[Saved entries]
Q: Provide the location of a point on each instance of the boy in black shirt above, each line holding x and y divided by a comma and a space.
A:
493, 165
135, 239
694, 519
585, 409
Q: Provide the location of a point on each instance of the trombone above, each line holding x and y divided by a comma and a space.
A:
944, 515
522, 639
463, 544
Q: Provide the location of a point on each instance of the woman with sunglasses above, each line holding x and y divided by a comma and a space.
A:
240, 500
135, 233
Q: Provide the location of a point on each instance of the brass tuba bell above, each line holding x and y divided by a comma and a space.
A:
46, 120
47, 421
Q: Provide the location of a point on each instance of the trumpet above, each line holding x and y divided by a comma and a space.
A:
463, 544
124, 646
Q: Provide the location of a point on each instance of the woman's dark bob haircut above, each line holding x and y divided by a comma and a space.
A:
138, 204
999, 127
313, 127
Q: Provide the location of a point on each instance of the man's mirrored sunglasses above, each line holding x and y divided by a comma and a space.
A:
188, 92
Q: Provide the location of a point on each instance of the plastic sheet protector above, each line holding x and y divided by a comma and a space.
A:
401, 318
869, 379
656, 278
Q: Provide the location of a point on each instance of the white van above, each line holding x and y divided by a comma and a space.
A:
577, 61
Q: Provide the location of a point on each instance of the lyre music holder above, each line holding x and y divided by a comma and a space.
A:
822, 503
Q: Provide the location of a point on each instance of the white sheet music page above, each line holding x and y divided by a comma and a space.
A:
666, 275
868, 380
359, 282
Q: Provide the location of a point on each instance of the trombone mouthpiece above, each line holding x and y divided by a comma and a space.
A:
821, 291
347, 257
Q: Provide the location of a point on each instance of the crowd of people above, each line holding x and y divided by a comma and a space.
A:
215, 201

Problem: Every record, copied exactly, is the expected answer.

Expected answer:
Q: Provide the location of a point on each instance of the boy in black shirt above, each line holding x and y divided by a comma and a space.
A:
493, 165
135, 239
694, 519
585, 409
Q: Provide the location of a point on each instance of the trombone above, each line holding x and y divided by a comma and a space.
A:
944, 515
522, 639
463, 544
Q: Provide the location of a point on each instance of the woman with sunglasses above, each line holding x and y divided by a comma and a space.
A:
240, 500
135, 233
Q: Provide the location of a point on each instance of the brass tuba bell above, each line holding x and y divided by a comma and a space.
A:
46, 120
47, 421
Q: Provide the location of a point on each instance of the trumpet above, each line holding x and y divided by a comma and a space.
A:
463, 544
124, 646
Q: Provide the location of a point on each instance of the woman's dark bob haircut above, each line holding x and y divided by a comma and a space.
A:
138, 204
999, 127
313, 127
Q: Provide the location of a point on each instance of the man's mirrored sunglasses above, each line holding x and y divided by a comma and a space.
A:
188, 92
Q: Provide the location of a point on each instance of the plastic sheet protector above, each line holding x and y divided by a comma and a space.
A:
401, 318
869, 379
656, 278
Q: Provide the location of a point on each instance of the white van above, each line holding x and y divided by a comma and a space.
A:
577, 61
Q: Provide the location of a point on each instance of the lyre music holder above, each line holding x and y divided by a comma and a space.
A:
822, 503
Q: Provide the location of a point on each instance of the white sheet music page above, each line holding x and y divided by a comma and a space.
A:
666, 275
868, 380
359, 282
Q: Provide the location of a point on each instance of the trombone mouthpiece above, each line holding x and y divided by a comma and a space.
A:
821, 291
347, 257
Q: Provide the location of a point on each instance of the crowd of people above, each line holding x and y divided by a comma and a space.
A:
215, 201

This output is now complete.